Exercise -
All of the listing is to be written out word for word, with the pictures left out.

Provided records -

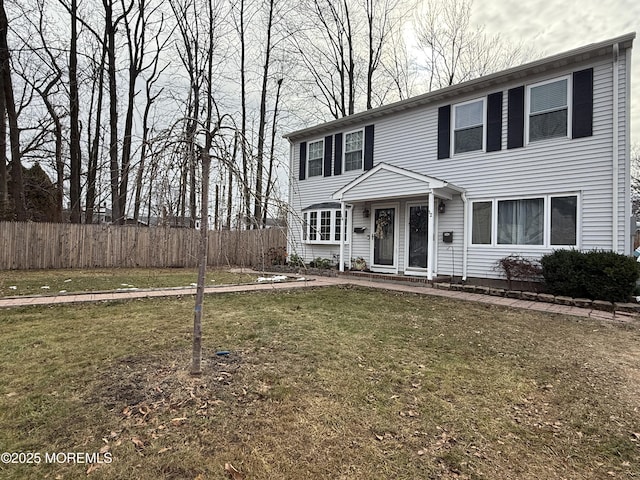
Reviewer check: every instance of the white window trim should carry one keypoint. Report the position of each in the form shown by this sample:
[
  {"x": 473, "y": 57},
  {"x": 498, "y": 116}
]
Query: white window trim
[
  {"x": 547, "y": 222},
  {"x": 484, "y": 127},
  {"x": 527, "y": 108},
  {"x": 321, "y": 157},
  {"x": 344, "y": 151},
  {"x": 305, "y": 230}
]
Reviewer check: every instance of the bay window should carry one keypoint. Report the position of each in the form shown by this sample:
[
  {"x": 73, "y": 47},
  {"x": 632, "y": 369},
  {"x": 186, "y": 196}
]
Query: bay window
[{"x": 323, "y": 226}]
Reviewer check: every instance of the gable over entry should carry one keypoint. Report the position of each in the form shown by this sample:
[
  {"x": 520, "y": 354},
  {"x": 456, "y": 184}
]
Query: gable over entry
[{"x": 387, "y": 182}]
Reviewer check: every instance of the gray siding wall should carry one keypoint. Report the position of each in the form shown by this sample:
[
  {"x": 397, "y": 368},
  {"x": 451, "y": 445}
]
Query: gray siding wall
[{"x": 584, "y": 166}]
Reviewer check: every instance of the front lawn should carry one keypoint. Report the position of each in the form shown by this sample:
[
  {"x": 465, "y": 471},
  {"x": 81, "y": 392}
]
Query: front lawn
[{"x": 320, "y": 383}]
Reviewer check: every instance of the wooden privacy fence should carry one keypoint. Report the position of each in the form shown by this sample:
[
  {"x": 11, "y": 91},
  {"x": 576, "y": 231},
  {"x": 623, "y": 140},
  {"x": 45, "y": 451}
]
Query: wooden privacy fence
[{"x": 26, "y": 246}]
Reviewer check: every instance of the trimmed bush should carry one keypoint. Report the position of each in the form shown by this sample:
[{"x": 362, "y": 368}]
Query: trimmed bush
[{"x": 598, "y": 275}]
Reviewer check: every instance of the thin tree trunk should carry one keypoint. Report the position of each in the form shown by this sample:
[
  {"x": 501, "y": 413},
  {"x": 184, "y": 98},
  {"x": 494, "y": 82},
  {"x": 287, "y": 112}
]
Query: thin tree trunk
[
  {"x": 257, "y": 209},
  {"x": 74, "y": 112},
  {"x": 271, "y": 154},
  {"x": 92, "y": 167},
  {"x": 196, "y": 358},
  {"x": 114, "y": 168},
  {"x": 4, "y": 185},
  {"x": 16, "y": 184}
]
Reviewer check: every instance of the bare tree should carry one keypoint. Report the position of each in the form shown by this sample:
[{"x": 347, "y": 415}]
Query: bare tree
[
  {"x": 454, "y": 49},
  {"x": 16, "y": 183}
]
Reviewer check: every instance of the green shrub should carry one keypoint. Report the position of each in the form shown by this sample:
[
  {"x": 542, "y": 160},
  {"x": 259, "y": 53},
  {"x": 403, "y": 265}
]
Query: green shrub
[
  {"x": 520, "y": 269},
  {"x": 598, "y": 275},
  {"x": 296, "y": 260},
  {"x": 563, "y": 272},
  {"x": 320, "y": 262},
  {"x": 277, "y": 255}
]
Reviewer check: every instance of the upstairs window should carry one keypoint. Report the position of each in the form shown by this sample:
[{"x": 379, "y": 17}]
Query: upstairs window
[
  {"x": 548, "y": 221},
  {"x": 468, "y": 132},
  {"x": 315, "y": 158},
  {"x": 549, "y": 110},
  {"x": 353, "y": 150}
]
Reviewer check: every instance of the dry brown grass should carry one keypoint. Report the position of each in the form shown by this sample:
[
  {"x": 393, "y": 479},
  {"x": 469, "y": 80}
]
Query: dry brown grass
[{"x": 321, "y": 384}]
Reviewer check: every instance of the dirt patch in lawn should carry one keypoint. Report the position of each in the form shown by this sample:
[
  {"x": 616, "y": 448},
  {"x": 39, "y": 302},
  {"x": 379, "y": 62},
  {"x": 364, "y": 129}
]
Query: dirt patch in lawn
[{"x": 145, "y": 384}]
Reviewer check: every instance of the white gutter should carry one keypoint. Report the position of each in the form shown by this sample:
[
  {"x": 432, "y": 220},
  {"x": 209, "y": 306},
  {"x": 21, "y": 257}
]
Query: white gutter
[
  {"x": 465, "y": 236},
  {"x": 343, "y": 234},
  {"x": 631, "y": 221},
  {"x": 431, "y": 237},
  {"x": 615, "y": 159}
]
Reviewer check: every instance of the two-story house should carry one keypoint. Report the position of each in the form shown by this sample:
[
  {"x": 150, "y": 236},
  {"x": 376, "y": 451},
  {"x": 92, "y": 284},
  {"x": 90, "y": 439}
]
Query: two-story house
[{"x": 524, "y": 161}]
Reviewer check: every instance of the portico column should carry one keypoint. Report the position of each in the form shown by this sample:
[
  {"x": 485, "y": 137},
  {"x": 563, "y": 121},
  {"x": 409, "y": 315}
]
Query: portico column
[
  {"x": 343, "y": 234},
  {"x": 431, "y": 236}
]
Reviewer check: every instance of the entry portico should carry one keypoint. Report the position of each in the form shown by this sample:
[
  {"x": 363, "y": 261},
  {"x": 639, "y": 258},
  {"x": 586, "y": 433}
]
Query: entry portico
[{"x": 381, "y": 190}]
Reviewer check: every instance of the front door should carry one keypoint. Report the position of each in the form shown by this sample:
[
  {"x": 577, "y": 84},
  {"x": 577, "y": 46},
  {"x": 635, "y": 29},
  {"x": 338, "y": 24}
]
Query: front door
[
  {"x": 384, "y": 239},
  {"x": 417, "y": 238}
]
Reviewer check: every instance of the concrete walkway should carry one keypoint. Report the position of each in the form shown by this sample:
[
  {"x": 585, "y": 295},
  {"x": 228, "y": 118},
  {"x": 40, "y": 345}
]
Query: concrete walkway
[{"x": 314, "y": 281}]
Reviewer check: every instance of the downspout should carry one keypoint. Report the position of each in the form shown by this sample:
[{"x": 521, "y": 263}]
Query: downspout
[
  {"x": 465, "y": 236},
  {"x": 615, "y": 153},
  {"x": 430, "y": 238},
  {"x": 343, "y": 231}
]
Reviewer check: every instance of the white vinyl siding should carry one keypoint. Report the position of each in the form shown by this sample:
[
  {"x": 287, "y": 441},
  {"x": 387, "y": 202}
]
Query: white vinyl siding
[{"x": 581, "y": 167}]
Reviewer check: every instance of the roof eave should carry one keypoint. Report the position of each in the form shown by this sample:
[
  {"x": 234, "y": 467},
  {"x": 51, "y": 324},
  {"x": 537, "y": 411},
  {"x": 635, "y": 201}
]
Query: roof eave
[{"x": 570, "y": 57}]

Answer to the problem -
Reviewer check: every instance of the white window trim should carry one keypoint. Report the position of each in the form shown by this sample:
[
  {"x": 473, "y": 57},
  {"x": 498, "y": 116}
]
Query: white window trim
[
  {"x": 547, "y": 222},
  {"x": 484, "y": 127},
  {"x": 527, "y": 108},
  {"x": 321, "y": 157},
  {"x": 344, "y": 151},
  {"x": 305, "y": 230}
]
Reviewer check: every instance of the bay window should carry one keypoint. Report the position of each in the form shown by this sample:
[
  {"x": 73, "y": 47},
  {"x": 632, "y": 369},
  {"x": 186, "y": 196}
]
Query: bay window
[{"x": 323, "y": 226}]
Reviewer check: every instance of the gable over entry should carry one keypoint. Report the position of each in the form shown by this sample:
[
  {"x": 520, "y": 354},
  {"x": 456, "y": 184}
]
Query: gable over entry
[{"x": 387, "y": 182}]
Reviewer check: every instance of the gray siding wall should carry one keypoint. Report the position of each in the form shown by this sample:
[
  {"x": 397, "y": 368},
  {"x": 451, "y": 445}
]
Query: gray siding wall
[{"x": 584, "y": 166}]
Reviewer check: every instance of the front lawn should carry one keypoint. Report the position of each in the form shown by this sample:
[
  {"x": 465, "y": 471},
  {"x": 81, "y": 392}
]
Query: front lawn
[{"x": 320, "y": 383}]
Reviewer check: every instance of the wooden privacy fence should carry one keypoint. Report the position of each in the form shown by this sample:
[
  {"x": 11, "y": 91},
  {"x": 576, "y": 231},
  {"x": 623, "y": 140},
  {"x": 45, "y": 451}
]
Query: wooden privacy fence
[{"x": 26, "y": 246}]
Reviewer check: every instance of the trimmed bush should carry one keypoint. Report the position of each in the form shown by this sample:
[{"x": 362, "y": 368}]
Query: trimmed bush
[{"x": 598, "y": 275}]
Reviewer check: every instance of the thin tree trunk should carry one keypoint. Report the position of each in the form shown by this sample:
[
  {"x": 501, "y": 413},
  {"x": 184, "y": 98},
  {"x": 494, "y": 82},
  {"x": 287, "y": 112}
]
Query: thin tree trunk
[
  {"x": 257, "y": 209},
  {"x": 74, "y": 112},
  {"x": 271, "y": 154},
  {"x": 92, "y": 167},
  {"x": 196, "y": 358},
  {"x": 114, "y": 168},
  {"x": 4, "y": 185},
  {"x": 16, "y": 184}
]
Reviewer check: every instance of the bare tree should carry one keypoint. Report the position of each in the form shown by this sample:
[{"x": 347, "y": 415}]
Query: bare tree
[
  {"x": 454, "y": 49},
  {"x": 16, "y": 183}
]
Reviewer check: every instance of the green shrub should carry one keypoint. Report the position of each in the form shown by this sample:
[
  {"x": 542, "y": 160},
  {"x": 259, "y": 53},
  {"x": 403, "y": 265}
]
Query: green shrub
[
  {"x": 520, "y": 269},
  {"x": 598, "y": 275},
  {"x": 296, "y": 260},
  {"x": 563, "y": 272},
  {"x": 320, "y": 262},
  {"x": 277, "y": 255}
]
Reviewer check: every instance of the upstairs window should carry one keypoint. Report the position of each in the form shown by this sample:
[{"x": 379, "y": 17}]
Query: upstairs window
[
  {"x": 548, "y": 221},
  {"x": 468, "y": 132},
  {"x": 315, "y": 158},
  {"x": 549, "y": 110},
  {"x": 353, "y": 150}
]
Reviewer check: every instance of the dry brown grass should carry one keypoint. Report the position of each in the form shown by this sample:
[
  {"x": 393, "y": 479},
  {"x": 469, "y": 80}
]
Query: dry brown grass
[{"x": 321, "y": 384}]
Reviewer check: every instance of the dirt patch in lawn should carry one keypoint. Report the position of each in the form shown by this sample:
[
  {"x": 616, "y": 448},
  {"x": 39, "y": 302},
  {"x": 379, "y": 62},
  {"x": 364, "y": 129}
]
Query: dirt patch in lawn
[{"x": 145, "y": 384}]
Reviewer check: every instance of the white gutter should carry one keypoint. Report the position of each in the form shown by this sample:
[
  {"x": 432, "y": 220},
  {"x": 209, "y": 306},
  {"x": 21, "y": 257}
]
Query: white gutter
[
  {"x": 465, "y": 236},
  {"x": 343, "y": 234},
  {"x": 631, "y": 221},
  {"x": 431, "y": 237},
  {"x": 615, "y": 159}
]
Reviewer check: every instance of the two-story house should carry one keypoint. Report the position of each in the form shown by this sample:
[
  {"x": 150, "y": 236},
  {"x": 376, "y": 451},
  {"x": 92, "y": 284},
  {"x": 90, "y": 439}
]
Query: two-story house
[{"x": 524, "y": 161}]
Reviewer check: every instance of the portico column should carry one keypoint. Report the position of each in the form shown by this sample:
[
  {"x": 485, "y": 137},
  {"x": 563, "y": 121},
  {"x": 409, "y": 315}
]
Query: portico column
[
  {"x": 343, "y": 234},
  {"x": 431, "y": 236}
]
Reviewer check: every instance of the entry portico should carry one keypoint. Report the position of each in the form shown by this sample:
[
  {"x": 363, "y": 261},
  {"x": 639, "y": 258},
  {"x": 586, "y": 433}
]
Query: entry portico
[{"x": 381, "y": 190}]
Reviewer check: every instance of the front door should carry one keypoint. Report the position of each in the form shown by this sample:
[
  {"x": 577, "y": 84},
  {"x": 577, "y": 46},
  {"x": 635, "y": 29},
  {"x": 338, "y": 24}
]
Query: front door
[
  {"x": 384, "y": 239},
  {"x": 417, "y": 238}
]
Reviewer check: every instance of the concrete walkway should carry one keypoint. Report the position of each in the form shown by this sample:
[
  {"x": 585, "y": 295},
  {"x": 228, "y": 118},
  {"x": 40, "y": 345}
]
Query: concrete walkway
[{"x": 314, "y": 281}]
Reviewer check: every instance of the downspout should carry one keypoint. Report the position of each in the form shown by this sample:
[{"x": 521, "y": 263}]
Query: downspout
[
  {"x": 465, "y": 236},
  {"x": 615, "y": 153},
  {"x": 430, "y": 238},
  {"x": 343, "y": 231}
]
Reviewer check: every instance of the white vinyl siding should carry one keypoint. Report the position of each in the form shown by this sample:
[
  {"x": 287, "y": 441},
  {"x": 387, "y": 202}
]
Query: white vinyl siding
[{"x": 581, "y": 167}]
Reviewer check: every instance of the roof eave should carry one keypoint. Report the position of each in the form shown by this sample:
[
  {"x": 234, "y": 467},
  {"x": 51, "y": 324},
  {"x": 537, "y": 411},
  {"x": 635, "y": 201}
]
Query: roof eave
[{"x": 570, "y": 57}]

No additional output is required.